Please copy every one of the entries below word for word, keeping each line in its original order.

--------

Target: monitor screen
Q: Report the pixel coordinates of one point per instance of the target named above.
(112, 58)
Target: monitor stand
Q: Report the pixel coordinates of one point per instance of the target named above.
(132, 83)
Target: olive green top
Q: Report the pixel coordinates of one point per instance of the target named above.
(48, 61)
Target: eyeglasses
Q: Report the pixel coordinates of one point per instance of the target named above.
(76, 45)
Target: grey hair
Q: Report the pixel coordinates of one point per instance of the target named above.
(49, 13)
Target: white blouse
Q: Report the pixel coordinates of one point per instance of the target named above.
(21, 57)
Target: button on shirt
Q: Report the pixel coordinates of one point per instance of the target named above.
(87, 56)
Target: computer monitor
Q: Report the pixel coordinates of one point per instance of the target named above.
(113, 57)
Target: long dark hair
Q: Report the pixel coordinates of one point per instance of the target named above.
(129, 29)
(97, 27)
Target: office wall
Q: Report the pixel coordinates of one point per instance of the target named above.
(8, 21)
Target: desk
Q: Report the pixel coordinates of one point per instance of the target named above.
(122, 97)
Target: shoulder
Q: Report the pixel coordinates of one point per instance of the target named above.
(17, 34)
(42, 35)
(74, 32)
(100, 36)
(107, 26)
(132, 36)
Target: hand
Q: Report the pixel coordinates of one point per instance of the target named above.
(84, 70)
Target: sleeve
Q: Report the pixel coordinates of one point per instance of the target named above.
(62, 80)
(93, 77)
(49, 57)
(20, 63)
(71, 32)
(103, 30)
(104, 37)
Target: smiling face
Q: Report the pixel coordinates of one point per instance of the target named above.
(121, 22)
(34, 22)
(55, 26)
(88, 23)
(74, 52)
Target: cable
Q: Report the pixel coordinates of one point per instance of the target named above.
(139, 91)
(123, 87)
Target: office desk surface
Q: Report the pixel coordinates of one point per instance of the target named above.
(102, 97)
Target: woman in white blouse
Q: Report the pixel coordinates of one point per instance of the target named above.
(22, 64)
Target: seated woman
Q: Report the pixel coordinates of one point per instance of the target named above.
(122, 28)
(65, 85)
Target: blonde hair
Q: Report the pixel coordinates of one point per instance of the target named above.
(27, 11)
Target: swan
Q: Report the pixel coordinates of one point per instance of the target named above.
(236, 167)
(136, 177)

--------

Answer to the exercise »
Target: monitor screen
Q: Report the pixel coordinates of one point per instance of the target named above.
(112, 58)
Target: monitor stand
Q: Report the pixel coordinates of one point per instance of the target named above.
(132, 83)
Target: olive green top
Q: Report the pixel coordinates of one point per instance of the target named above.
(48, 61)
Target: eyeglasses
Q: Report the pixel coordinates of one point per instance of the target named above.
(76, 45)
Target: grey hair
Q: Report the pixel coordinates of one point per instance of the target named above.
(49, 13)
Target: white blouse
Q: Report the pixel coordinates of one point per instance of the target named above.
(21, 57)
Target: button on shirt
Q: Report the pixel coordinates of one point per instance of the target named above.
(87, 56)
Target: computer monitor
Q: Report the pixel coordinates of one point per instance of the target named above.
(113, 57)
Target: long dark hair
Q: Report the pixel coordinates of one point per instance of the target named above.
(129, 29)
(97, 27)
Target: office wall
Q: Report the pixel coordinates of one point per instance of the target named above.
(8, 21)
Target: desk
Q: Report the pixel coordinates of one point per instance of the target named above.
(122, 97)
Target: shoulder
Q: Report the pixel coordinates of one point per instance of the target named above.
(17, 34)
(42, 35)
(74, 32)
(100, 36)
(107, 26)
(132, 36)
Target: hand
Q: Report the pixel coordinates of one point per instance of the target named above.
(84, 70)
Target: sleeve
Q: Report the pixel coordinates of one point per instance of the target named above.
(62, 80)
(93, 77)
(49, 57)
(20, 63)
(71, 32)
(103, 30)
(104, 37)
Target: smiling face
Q: Report the pixel coordinates of one point per instance of the target named above.
(121, 22)
(34, 22)
(55, 26)
(88, 23)
(74, 52)
Target: cable
Q: Report the pixel coordinates of one point per instance of the target named above.
(139, 91)
(123, 87)
Target: office desk surface
Q: Report the pixel coordinates of one point per instance of the target named above.
(102, 97)
Target: woman in white blouse
Q: Report the pixel coordinates of one point per instance of the target named above.
(22, 64)
Target: seated woman
Q: Report the pixel coordinates of one point per instance of the target named above.
(122, 28)
(65, 85)
Target: blonde hair
Q: Report the pixel coordinates of one point per instance of the target named above.
(27, 11)
Target: swan
Q: Report the pixel coordinates of one point per instance of the target named above.
(236, 167)
(136, 177)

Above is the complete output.